# BRIEF
Print the data below again in full, exactly as it stands, with no images.

# TASK DATA
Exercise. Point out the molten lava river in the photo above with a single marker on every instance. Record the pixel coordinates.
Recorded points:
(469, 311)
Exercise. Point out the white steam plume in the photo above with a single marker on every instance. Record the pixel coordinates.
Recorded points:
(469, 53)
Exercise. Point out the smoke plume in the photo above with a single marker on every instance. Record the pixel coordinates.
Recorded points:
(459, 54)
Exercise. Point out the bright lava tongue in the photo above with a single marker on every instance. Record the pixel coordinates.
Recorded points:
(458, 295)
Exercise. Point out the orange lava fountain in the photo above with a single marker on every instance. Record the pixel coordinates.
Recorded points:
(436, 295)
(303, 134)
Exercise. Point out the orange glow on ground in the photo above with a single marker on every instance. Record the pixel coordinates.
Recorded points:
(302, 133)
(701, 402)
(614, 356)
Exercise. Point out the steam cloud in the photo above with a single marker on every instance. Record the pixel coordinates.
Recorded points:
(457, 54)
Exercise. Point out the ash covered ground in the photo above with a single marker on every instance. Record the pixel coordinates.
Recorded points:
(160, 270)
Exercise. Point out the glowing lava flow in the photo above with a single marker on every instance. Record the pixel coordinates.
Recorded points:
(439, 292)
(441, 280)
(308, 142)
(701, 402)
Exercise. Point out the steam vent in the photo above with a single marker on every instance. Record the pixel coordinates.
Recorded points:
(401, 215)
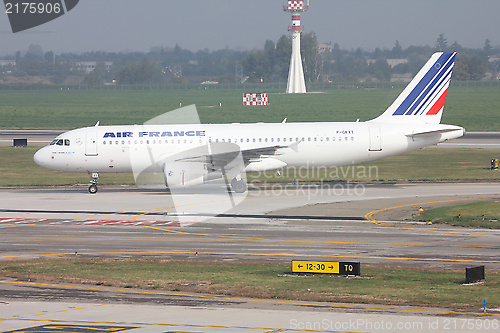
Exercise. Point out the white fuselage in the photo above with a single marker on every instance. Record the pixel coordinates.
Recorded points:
(326, 144)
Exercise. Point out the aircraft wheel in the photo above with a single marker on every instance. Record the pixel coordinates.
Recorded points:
(239, 186)
(93, 189)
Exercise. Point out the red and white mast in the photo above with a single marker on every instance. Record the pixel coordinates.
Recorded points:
(296, 83)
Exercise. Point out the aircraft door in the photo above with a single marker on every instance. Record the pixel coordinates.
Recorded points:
(375, 139)
(91, 143)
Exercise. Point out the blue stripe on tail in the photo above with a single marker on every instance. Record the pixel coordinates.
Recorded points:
(432, 80)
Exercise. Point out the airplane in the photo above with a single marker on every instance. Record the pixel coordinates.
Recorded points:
(192, 154)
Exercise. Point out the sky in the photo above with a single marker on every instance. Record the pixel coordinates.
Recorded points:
(139, 25)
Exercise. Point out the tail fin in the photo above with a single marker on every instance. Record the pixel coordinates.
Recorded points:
(423, 99)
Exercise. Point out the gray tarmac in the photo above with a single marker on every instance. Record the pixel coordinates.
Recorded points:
(331, 222)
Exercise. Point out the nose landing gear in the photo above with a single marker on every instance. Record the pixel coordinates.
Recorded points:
(93, 183)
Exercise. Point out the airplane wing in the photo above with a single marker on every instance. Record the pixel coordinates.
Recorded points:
(219, 155)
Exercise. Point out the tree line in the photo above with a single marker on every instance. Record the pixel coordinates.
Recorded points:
(178, 65)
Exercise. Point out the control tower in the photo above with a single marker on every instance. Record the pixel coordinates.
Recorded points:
(296, 83)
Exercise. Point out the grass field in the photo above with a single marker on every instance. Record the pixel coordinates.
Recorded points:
(471, 215)
(475, 108)
(377, 285)
(18, 169)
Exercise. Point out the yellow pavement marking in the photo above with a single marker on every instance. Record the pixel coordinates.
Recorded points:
(250, 300)
(270, 240)
(370, 217)
(16, 226)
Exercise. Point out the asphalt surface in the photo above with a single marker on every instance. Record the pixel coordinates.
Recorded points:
(332, 222)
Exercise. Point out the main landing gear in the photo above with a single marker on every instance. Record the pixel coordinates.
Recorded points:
(93, 183)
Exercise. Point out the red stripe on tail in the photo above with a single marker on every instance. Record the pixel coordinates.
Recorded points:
(438, 105)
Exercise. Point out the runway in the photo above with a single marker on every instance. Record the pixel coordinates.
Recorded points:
(274, 224)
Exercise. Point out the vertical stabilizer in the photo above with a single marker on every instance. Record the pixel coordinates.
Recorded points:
(423, 99)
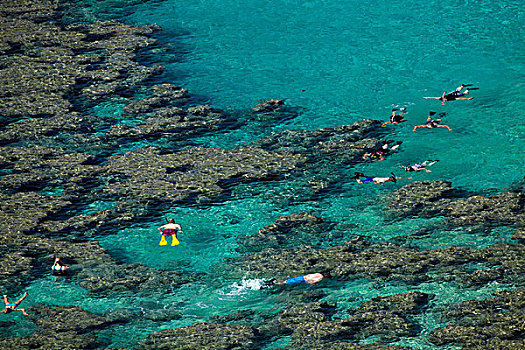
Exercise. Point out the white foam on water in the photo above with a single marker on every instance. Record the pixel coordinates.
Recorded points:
(243, 287)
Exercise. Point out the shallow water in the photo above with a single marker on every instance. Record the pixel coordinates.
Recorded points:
(353, 60)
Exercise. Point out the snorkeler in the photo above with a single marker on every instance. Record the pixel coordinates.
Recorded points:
(170, 229)
(396, 118)
(454, 95)
(374, 155)
(376, 180)
(420, 166)
(430, 124)
(312, 278)
(385, 150)
(58, 268)
(13, 306)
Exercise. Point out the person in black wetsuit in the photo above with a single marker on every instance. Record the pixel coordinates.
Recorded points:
(431, 124)
(396, 118)
(9, 307)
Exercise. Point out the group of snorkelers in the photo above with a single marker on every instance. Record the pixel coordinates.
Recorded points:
(171, 228)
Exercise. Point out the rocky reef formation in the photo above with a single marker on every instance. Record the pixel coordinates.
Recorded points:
(58, 156)
(287, 231)
(66, 327)
(431, 198)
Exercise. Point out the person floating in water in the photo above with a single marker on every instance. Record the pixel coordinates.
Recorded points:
(396, 118)
(170, 229)
(457, 94)
(312, 278)
(420, 166)
(385, 150)
(58, 268)
(430, 124)
(13, 306)
(376, 180)
(374, 155)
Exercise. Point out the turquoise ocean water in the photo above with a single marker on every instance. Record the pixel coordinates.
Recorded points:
(339, 62)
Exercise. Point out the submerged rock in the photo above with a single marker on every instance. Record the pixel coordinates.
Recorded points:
(65, 327)
(494, 323)
(289, 230)
(204, 336)
(197, 174)
(431, 198)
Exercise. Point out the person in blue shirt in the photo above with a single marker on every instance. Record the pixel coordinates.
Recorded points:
(9, 307)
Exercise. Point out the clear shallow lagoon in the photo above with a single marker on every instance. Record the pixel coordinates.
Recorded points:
(353, 60)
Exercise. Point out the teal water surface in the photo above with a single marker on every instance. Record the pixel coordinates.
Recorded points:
(339, 62)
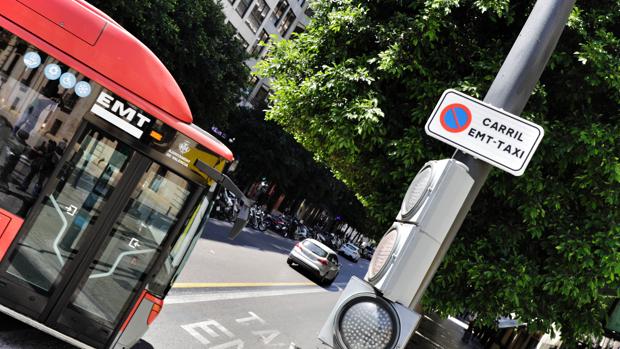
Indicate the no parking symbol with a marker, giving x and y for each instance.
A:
(455, 118)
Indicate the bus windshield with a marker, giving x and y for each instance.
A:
(42, 102)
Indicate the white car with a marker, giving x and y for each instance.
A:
(317, 258)
(350, 251)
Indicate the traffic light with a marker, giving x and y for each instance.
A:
(403, 258)
(362, 319)
(375, 314)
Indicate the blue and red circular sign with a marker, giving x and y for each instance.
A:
(455, 117)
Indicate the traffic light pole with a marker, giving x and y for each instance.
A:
(510, 91)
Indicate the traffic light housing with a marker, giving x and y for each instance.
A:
(376, 313)
(402, 264)
(364, 319)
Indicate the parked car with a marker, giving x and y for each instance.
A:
(367, 252)
(317, 258)
(350, 251)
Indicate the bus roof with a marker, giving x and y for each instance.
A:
(91, 42)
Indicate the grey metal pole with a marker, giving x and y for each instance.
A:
(510, 91)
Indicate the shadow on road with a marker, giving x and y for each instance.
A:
(249, 238)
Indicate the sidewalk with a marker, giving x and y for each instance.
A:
(435, 333)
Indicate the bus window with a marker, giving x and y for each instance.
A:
(35, 122)
(135, 241)
(180, 251)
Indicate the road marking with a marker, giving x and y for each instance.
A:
(239, 284)
(224, 296)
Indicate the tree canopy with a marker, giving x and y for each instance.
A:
(192, 40)
(358, 86)
(265, 150)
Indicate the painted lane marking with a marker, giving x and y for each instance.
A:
(238, 284)
(213, 297)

# EXERCISE OUTPUT
Exercise. Point out the molten lava river in the photo above with a single marker on every instance. Record the pixel coordinates.
Recorded points:
(469, 311)
Exercise. Point out the white steam plume in the photo above with a single marker on every instance. Record the pixel coordinates.
Recorded points:
(469, 53)
Exercise. Point out the smoke plume in the photo above with a single marker on every instance. Record the pixel coordinates.
Recorded points:
(459, 54)
Exercise. Point out the bright lava tongue in the photo above with a single marker on every instance. Record the pixel coordinates.
Recorded points:
(458, 295)
Exercise. Point out the orange lava fountain in the photo above with a single marker on every instance. Record the pixel coordinates.
Recorded points:
(436, 295)
(303, 134)
Exercise. Point out the orange glow on ground in the photo above with a single marker on every instance. Record the pixel coordinates.
Recorded points:
(302, 133)
(701, 402)
(614, 356)
Exercise. Point out the steam cloud in the photo above with a single marker on every instance. Record the pixel coordinates.
Recorded points:
(457, 54)
Exercise. Point out the ash covered ground in the photo above with a single marker on every instance. Record the pixel coordinates.
Recorded points:
(160, 270)
Exercise. Point out the glowing lava flow in the photo above with a single marker on every instance. Record the pixel coordinates.
Recorded points:
(439, 292)
(441, 280)
(308, 142)
(701, 402)
Exercise. Point out the steam vent in the photo above with a single marker on every instance. Record the pixel coordinates.
Recorded points:
(401, 215)
Exercise. Point out the white fuselage in the photo above with a single marker on every instance. Record the pixel coordinates.
Recorded points:
(326, 144)
Exercise. Point out the aircraft wheel in the photo above with a single marker on every instance. Record the pixel coordinates.
Recorded points:
(239, 186)
(93, 189)
Exercise. Point out the red and white mast in the photo above with a single marker on every instance. Record the pixel coordinates.
Recorded points:
(296, 83)
Exercise. Point out the aircraft door in the photo above with a single marker on every instance. Record the pixel coordinates.
Recorded points:
(375, 139)
(91, 143)
Exercise. Point out the blue stripe on tail in the photo above with a single marker on every instance. Record the pixel coordinates.
Recorded points:
(432, 80)
Exercise. Point out the airplane in the photo above with a single marker on every instance. Record the pixel coordinates.
Recorded points:
(192, 154)
Exercise. Point out the sky in the photo above with a single marker on every instance. Record the pixel coordinates.
Recorded points:
(139, 25)
Exercise. Point out the tail fin in the photo above with a single marker on every instance. Record the pixel coordinates.
Recorded points:
(423, 99)
Exercise. Point out the gray tarmac in the photo above with a single marker on every instance. Record the pixel coordinates.
Recorded points:
(331, 222)
Exercise. Point out the nose landing gear in the photo above with a single marker on every instance. Record the pixel coordinates.
Recorded points:
(93, 183)
Exercise. Point out the airplane wing in the photo above with a single marker on every instance. Record the pixel coordinates.
Recorded points:
(219, 155)
Exercise. Point out the tree line in the photo above with a single marker on every instance. Record the pixel coordinates.
Recorded points:
(178, 65)
Exercise. Point out the control tower in the photo above with a single marker on every instance. Record the pixel coordinates.
Recorded points:
(296, 83)
Exercise. Point out the grass field in the photo above with a single marker on every instance. Record the pixel coordinates.
Recorded points:
(471, 215)
(475, 108)
(377, 285)
(18, 169)
Exercise. Point out the yellow pavement marking in the photo above with a single marker on every instance. Record the pixel coordinates.
Recorded points:
(250, 300)
(270, 240)
(370, 217)
(16, 226)
Exercise. Point out the asphalt surface in the photo above with a single marker on every instance. Record the pixel coordinates.
Recorded points:
(332, 222)
Exercise. Point out the main landing gear in the photo above with a single marker on every instance. Record the pixel coordinates.
Recorded points:
(93, 183)
Exercise. Point out the red stripe on tail in the photo above with a single marker on every instance. Record the pixel coordinates.
Recorded points:
(438, 105)
Exercise. Point out the runway in the photo above with a single marker on every instance. Record the pixel coordinates.
Recorded points:
(274, 224)
Exercise. Point out the vertical stabilizer in the photo above with a single marker on every instance. Record the pixel coordinates.
Recorded points:
(423, 99)
Exercise. Point out the white foam on water in the photo above with a single marker on every instance. Record the pixel coordinates.
Recorded points:
(243, 287)
Exercise. Point out the shallow water in the photo above with a single marker on every instance. Record the pixel coordinates.
Recorded points:
(353, 60)
Exercise. Point out the snorkeler in the photo above with a single marker on every instance. Record the pixel coordinates.
Recorded points:
(170, 229)
(396, 118)
(454, 95)
(374, 155)
(376, 180)
(420, 166)
(430, 124)
(312, 278)
(385, 150)
(58, 268)
(13, 306)
Exercise. Point out the person in black wetsuit in the photo above with a single marker on every instance. Record the pixel coordinates.
Recorded points:
(431, 124)
(396, 118)
(9, 307)
Exercise. Point out the group of snorkelers in the photo above with a single marker on every instance. Record the pixel coordinates.
Recorded points:
(171, 228)
Exercise. Point out the rocky reef formation in the photo above with a single marker on every instance. Record the pixel coordinates.
Recorded points:
(58, 156)
(287, 231)
(66, 327)
(431, 198)
Exercise. Point out the person floating in water in the photo above with a single marker on every instance. Record the pixel coordinates.
Recorded points:
(396, 118)
(170, 229)
(457, 94)
(312, 278)
(420, 166)
(385, 150)
(58, 268)
(430, 124)
(13, 306)
(376, 180)
(374, 155)
Exercise. Point out the turquoise ocean water in the photo above with a single marker on every instance. Record the pixel coordinates.
Recorded points:
(339, 62)
Exercise. Point out the submerged rock in the photo above with a single marker on every instance. Record the pixel coordinates.
Recorded points:
(65, 327)
(494, 323)
(289, 230)
(204, 336)
(197, 174)
(431, 198)
Exercise. Point out the person in blue shirt in the photo above with a single marker on every instance. Record the pixel coordinates.
Recorded points:
(9, 307)
Exercise. Point out the clear shallow lagoon in the photo above with a single marker on every instance. Record the pixel coordinates.
Recorded points:
(353, 60)
Exercise. Point out the teal water surface in the photo above with a single marker on every instance. Record the pixel coordinates.
Recorded points:
(339, 62)
Indicate the no parking symbol with a marker, giving x and y for each instance.
A:
(455, 118)
Indicate the bus windshield with a marker, giving x and y for each instance.
A:
(42, 102)
Indicate the white car with a marker, giving x and y for each instance.
A:
(317, 258)
(350, 251)
Indicate the traffic light with a marker, giving x and y for each instance.
A:
(403, 258)
(362, 319)
(375, 314)
Indicate the blue and red circular sign with a marker, giving x and y for each instance.
A:
(455, 117)
Indicate the traffic light pole with a marker, giving x and y for each instance.
A:
(510, 91)
Indicate the traffic light housing with a marker, giving x and y for each instance.
A:
(376, 313)
(402, 264)
(364, 319)
Indicate the parked car with a marker, giving x and y for each instance.
A:
(367, 252)
(317, 258)
(350, 251)
Indicate the bus roof with a marker, giving x and y for each instance.
A:
(91, 42)
Indicate the grey metal pole with a marker, giving x and y for each instance.
A:
(510, 91)
Indicate the shadow on road with a marker, giving x and y for each instance.
A:
(249, 238)
Indicate the sidewalk with a marker, giving x and y for each instance.
A:
(435, 333)
Indicate the bus window with a marker, giving x and y for each instance.
A:
(35, 122)
(135, 241)
(180, 251)
Indicate the road marking with a marker, giving x and y for each instance.
A:
(239, 284)
(224, 296)
Indicate the tree canopy with a marker, giving x and y for each instance.
A:
(192, 40)
(358, 86)
(265, 150)
Indicate the painted lane marking with a marker, giving x and y for each instance.
A:
(238, 284)
(213, 297)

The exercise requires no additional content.